From the entries that follow, gather each line holding the word "door".

**Available data:**
- - -

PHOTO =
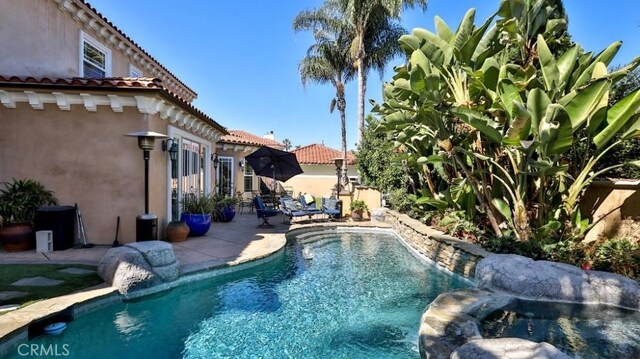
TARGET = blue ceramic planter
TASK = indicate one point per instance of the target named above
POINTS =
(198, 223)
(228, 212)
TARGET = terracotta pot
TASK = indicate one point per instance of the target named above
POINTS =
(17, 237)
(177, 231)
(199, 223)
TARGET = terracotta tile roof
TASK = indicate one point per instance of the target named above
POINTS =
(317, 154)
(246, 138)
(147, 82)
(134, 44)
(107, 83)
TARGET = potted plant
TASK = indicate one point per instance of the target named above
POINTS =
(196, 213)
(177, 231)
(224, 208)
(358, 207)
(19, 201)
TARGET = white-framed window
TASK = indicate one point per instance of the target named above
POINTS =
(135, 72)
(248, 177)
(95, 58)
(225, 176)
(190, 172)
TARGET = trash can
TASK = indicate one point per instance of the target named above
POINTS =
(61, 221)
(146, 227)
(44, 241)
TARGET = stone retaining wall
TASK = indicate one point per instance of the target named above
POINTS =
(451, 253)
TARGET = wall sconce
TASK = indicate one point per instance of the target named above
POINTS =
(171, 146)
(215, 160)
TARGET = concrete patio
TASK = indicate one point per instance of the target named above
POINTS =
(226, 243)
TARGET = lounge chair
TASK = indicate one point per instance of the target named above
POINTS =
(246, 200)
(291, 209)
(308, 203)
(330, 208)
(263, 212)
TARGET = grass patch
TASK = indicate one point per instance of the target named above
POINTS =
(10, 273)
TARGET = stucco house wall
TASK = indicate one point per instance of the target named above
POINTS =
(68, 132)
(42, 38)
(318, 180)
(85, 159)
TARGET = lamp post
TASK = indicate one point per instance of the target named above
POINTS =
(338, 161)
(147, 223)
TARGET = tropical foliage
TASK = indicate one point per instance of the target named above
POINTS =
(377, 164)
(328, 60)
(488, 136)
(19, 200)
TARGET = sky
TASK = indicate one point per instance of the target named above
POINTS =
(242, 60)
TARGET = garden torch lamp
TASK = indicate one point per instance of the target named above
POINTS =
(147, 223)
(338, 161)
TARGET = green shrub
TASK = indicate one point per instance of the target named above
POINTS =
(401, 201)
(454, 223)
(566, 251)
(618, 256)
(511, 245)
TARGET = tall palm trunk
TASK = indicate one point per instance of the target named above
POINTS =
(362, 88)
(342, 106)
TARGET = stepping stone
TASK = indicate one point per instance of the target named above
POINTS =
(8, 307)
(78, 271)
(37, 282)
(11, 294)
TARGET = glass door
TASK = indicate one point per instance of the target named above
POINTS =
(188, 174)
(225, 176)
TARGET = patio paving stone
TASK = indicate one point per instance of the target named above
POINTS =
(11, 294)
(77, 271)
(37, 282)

- - -

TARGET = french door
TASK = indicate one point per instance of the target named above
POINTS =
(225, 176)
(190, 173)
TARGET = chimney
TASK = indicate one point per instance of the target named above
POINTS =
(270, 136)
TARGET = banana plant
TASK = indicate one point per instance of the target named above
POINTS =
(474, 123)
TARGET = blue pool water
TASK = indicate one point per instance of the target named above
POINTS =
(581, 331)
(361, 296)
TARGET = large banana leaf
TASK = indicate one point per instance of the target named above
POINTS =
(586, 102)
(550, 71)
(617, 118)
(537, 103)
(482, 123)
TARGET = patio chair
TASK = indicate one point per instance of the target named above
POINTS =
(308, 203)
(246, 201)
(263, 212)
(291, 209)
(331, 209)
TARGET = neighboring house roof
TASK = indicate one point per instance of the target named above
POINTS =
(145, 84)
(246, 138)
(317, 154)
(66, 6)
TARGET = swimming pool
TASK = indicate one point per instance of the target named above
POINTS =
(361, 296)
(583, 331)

- - -

**Output below:**
TARGET = glass door
TARGET = french door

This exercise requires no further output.